* Task description *
Return every line below that contains the string "forest", matching case exactly.
— start —
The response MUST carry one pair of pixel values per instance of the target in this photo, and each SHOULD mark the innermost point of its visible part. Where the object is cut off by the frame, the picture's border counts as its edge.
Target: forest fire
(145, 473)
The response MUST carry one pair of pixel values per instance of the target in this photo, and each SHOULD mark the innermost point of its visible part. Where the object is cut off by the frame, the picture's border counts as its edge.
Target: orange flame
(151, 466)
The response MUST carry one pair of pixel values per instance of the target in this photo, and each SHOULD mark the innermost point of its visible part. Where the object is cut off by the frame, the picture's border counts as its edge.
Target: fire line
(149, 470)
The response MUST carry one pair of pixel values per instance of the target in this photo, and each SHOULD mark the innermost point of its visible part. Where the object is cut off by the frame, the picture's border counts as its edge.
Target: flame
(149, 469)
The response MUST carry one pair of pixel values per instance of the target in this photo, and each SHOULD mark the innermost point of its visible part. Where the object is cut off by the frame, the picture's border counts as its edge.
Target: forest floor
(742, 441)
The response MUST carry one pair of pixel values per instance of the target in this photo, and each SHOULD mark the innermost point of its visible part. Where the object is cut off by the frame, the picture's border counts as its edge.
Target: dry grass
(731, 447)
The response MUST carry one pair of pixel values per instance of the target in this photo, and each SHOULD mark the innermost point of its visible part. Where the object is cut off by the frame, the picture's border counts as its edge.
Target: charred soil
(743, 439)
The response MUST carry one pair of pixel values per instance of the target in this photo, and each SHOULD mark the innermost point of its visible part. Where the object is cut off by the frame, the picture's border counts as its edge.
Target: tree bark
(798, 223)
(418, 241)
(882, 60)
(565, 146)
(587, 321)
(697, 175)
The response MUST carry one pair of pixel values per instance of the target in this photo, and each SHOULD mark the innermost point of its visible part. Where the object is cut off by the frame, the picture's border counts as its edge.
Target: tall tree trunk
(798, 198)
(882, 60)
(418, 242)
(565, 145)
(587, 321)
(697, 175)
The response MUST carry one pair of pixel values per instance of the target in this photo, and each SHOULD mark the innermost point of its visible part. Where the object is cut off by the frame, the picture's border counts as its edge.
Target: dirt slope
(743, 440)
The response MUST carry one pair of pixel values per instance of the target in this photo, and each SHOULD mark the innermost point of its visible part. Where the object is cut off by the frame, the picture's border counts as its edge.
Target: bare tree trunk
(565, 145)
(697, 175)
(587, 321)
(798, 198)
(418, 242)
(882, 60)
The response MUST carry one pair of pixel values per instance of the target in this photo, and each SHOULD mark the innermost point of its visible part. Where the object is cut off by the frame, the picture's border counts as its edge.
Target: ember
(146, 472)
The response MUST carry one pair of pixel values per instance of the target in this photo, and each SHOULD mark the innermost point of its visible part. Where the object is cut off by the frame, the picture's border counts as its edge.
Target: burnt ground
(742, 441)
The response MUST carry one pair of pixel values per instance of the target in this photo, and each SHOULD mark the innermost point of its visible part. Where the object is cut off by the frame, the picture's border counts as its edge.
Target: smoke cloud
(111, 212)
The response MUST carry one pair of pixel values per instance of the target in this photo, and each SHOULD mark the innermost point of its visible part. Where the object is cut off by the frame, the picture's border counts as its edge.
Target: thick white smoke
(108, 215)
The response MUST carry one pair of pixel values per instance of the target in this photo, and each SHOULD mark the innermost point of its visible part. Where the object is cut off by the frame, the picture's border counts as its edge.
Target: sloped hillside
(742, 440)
— end —
— start —
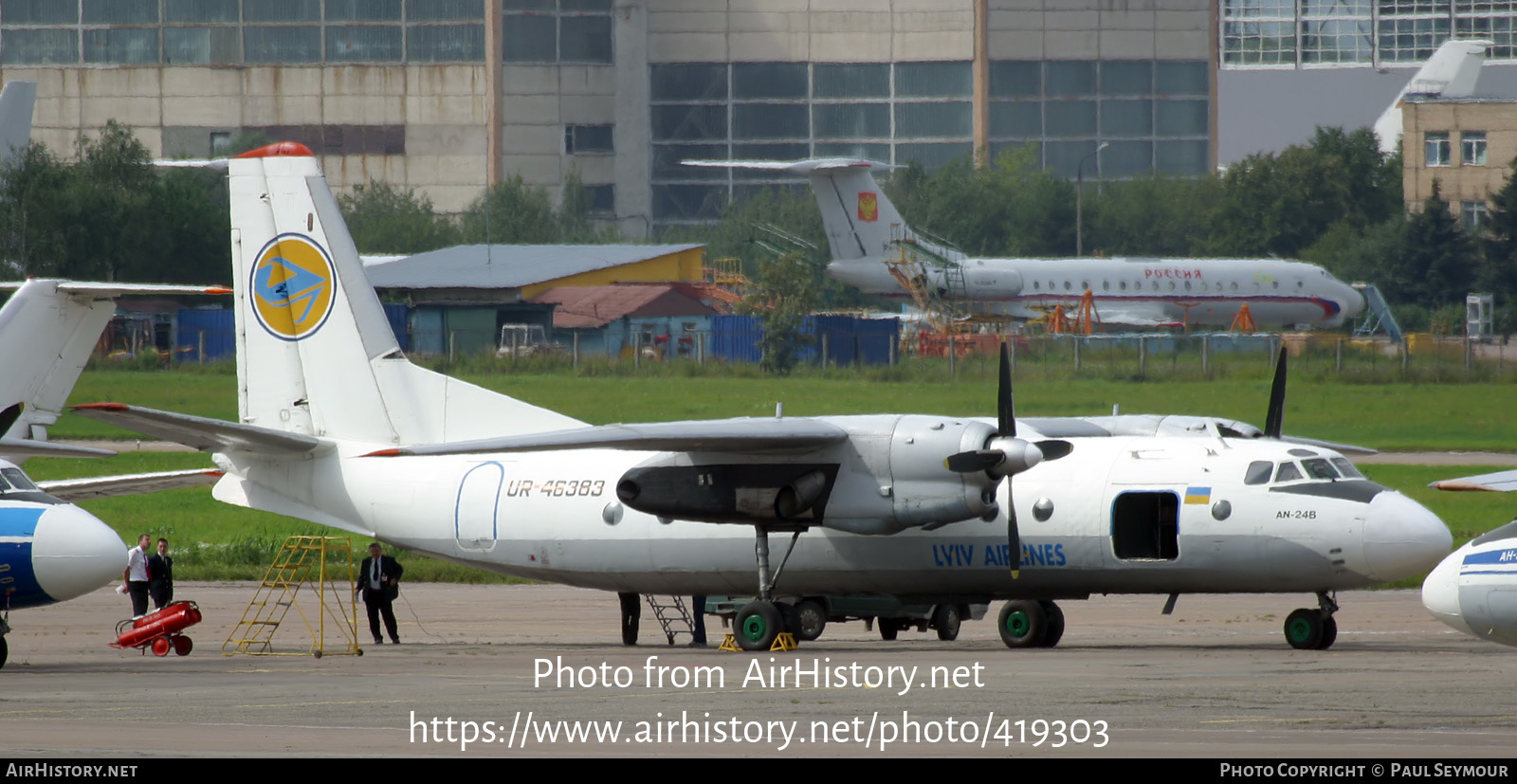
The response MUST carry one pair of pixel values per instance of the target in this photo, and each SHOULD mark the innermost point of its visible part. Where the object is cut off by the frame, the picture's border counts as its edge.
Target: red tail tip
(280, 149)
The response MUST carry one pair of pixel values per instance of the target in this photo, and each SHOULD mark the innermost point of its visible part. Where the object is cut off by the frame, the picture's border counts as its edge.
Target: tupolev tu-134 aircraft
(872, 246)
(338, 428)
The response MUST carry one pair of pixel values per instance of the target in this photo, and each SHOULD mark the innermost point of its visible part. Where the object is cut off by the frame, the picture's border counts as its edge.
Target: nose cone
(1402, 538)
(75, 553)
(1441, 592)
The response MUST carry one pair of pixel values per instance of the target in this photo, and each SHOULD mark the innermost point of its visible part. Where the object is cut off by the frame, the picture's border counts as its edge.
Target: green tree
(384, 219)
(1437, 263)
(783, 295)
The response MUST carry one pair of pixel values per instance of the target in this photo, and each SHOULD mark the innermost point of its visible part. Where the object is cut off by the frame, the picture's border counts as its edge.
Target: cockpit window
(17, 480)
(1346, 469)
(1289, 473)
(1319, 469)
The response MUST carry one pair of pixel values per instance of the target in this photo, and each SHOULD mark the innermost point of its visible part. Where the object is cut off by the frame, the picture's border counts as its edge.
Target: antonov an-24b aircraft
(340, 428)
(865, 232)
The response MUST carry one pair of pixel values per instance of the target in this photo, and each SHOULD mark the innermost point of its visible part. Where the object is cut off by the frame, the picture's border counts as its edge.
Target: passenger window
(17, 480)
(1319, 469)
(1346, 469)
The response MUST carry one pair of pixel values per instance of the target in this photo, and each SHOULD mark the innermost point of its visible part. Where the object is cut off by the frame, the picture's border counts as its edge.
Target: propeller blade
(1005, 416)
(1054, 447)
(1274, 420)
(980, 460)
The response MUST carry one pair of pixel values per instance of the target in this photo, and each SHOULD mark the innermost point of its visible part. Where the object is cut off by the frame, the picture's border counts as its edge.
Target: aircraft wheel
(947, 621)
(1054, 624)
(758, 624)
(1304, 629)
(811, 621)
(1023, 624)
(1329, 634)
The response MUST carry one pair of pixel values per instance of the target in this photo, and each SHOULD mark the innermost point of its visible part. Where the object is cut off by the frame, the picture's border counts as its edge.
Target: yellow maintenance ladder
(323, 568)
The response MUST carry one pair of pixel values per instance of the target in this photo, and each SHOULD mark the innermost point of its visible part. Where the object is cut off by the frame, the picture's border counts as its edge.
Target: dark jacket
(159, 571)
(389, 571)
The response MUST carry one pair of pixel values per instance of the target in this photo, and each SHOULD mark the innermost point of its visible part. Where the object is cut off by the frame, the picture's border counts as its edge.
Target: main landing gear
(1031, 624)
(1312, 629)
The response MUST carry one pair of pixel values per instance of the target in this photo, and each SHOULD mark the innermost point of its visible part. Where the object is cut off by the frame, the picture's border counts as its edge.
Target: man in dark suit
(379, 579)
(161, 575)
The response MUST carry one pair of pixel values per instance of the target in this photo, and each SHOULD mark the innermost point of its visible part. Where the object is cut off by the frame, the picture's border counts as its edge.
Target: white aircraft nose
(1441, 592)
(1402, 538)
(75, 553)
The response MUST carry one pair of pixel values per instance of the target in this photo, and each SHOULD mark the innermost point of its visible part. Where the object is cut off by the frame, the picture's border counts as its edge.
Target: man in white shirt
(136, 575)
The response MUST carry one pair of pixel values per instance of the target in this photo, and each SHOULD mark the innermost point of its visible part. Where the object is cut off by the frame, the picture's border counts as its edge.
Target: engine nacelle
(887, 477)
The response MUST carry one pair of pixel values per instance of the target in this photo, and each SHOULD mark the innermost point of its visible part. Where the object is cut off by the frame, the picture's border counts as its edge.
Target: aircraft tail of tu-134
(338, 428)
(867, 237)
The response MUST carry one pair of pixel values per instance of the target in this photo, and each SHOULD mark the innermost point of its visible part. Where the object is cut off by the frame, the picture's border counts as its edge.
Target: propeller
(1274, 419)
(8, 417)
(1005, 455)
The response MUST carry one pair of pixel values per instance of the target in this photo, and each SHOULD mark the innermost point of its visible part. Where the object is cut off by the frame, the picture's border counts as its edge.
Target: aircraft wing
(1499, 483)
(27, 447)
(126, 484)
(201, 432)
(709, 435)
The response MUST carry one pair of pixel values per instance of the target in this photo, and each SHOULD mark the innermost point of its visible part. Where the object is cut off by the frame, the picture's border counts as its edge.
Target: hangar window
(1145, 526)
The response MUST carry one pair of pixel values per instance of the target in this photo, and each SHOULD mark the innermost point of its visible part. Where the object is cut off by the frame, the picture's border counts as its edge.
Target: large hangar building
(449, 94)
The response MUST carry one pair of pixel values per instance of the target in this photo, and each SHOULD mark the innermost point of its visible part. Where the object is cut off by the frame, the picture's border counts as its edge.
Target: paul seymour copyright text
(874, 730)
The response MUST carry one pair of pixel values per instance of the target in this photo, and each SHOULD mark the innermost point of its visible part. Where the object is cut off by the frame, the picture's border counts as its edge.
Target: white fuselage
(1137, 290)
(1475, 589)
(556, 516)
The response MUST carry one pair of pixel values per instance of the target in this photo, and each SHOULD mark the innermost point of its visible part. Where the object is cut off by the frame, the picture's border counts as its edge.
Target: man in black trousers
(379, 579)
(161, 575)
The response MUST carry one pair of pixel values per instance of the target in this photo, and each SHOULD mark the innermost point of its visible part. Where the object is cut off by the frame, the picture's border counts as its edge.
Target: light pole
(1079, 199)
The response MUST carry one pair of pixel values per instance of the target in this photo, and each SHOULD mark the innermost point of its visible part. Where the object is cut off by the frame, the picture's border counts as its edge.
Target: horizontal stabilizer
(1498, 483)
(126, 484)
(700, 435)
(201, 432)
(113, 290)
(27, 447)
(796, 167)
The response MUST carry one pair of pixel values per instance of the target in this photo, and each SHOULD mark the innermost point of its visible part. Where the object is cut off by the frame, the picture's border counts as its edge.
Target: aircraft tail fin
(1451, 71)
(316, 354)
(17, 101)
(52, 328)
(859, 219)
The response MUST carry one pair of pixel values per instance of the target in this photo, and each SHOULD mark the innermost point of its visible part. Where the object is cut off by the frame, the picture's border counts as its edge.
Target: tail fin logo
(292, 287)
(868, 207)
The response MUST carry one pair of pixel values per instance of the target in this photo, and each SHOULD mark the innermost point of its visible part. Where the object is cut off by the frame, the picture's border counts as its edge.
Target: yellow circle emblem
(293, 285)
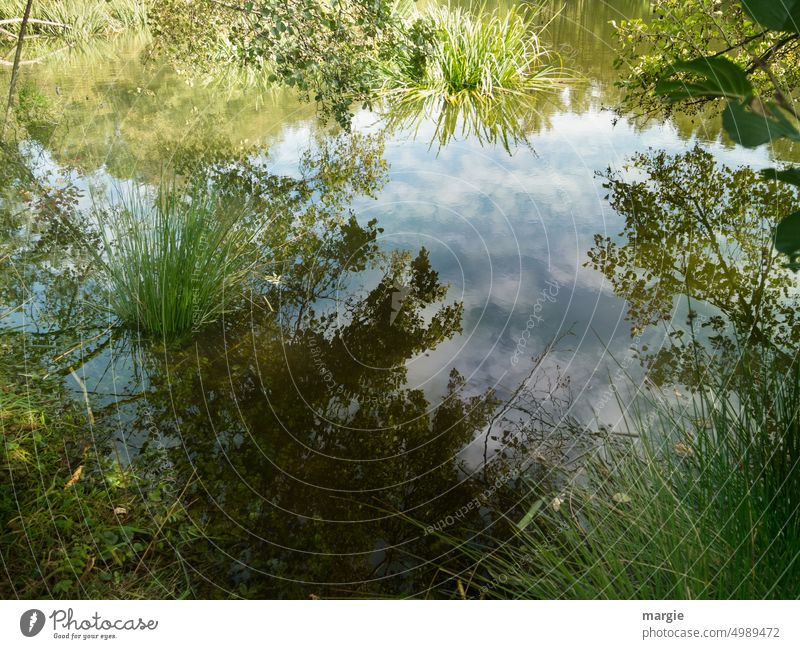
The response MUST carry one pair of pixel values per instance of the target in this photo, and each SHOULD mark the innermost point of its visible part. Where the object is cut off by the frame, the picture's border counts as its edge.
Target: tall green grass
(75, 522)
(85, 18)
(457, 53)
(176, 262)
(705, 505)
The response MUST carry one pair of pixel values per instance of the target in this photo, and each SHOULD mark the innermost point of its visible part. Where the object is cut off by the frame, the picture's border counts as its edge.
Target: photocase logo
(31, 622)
— end —
* Result *
Target: forest fire
Target: forest floor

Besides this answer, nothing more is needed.